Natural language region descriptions
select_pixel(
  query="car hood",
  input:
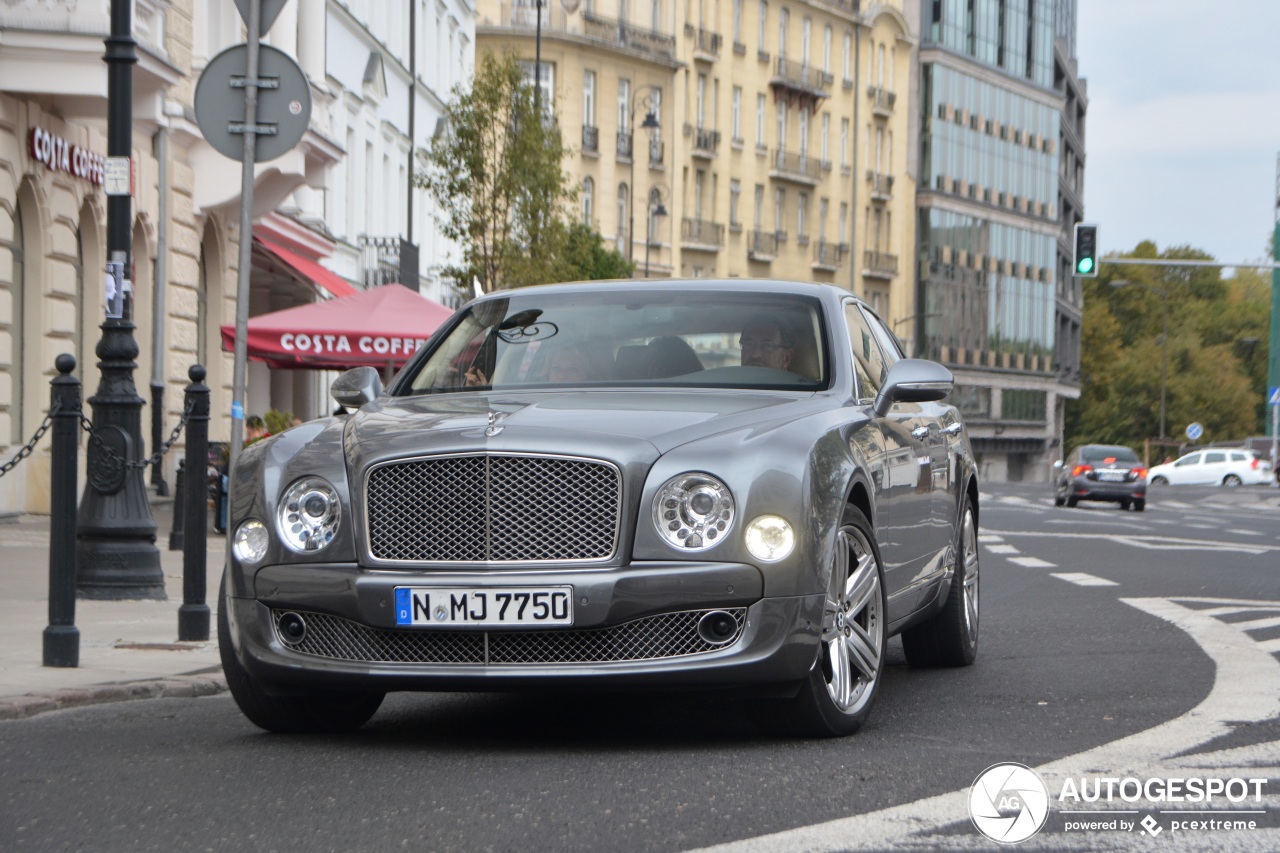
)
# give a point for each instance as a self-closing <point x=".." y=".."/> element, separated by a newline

### Task goal
Return every entry above exactly as written, with no pictures included.

### Task result
select_pixel(
  query="car hood",
  input:
)
# give a point for each instance as a self-closing <point x=".." y=".."/> element, separated by a newline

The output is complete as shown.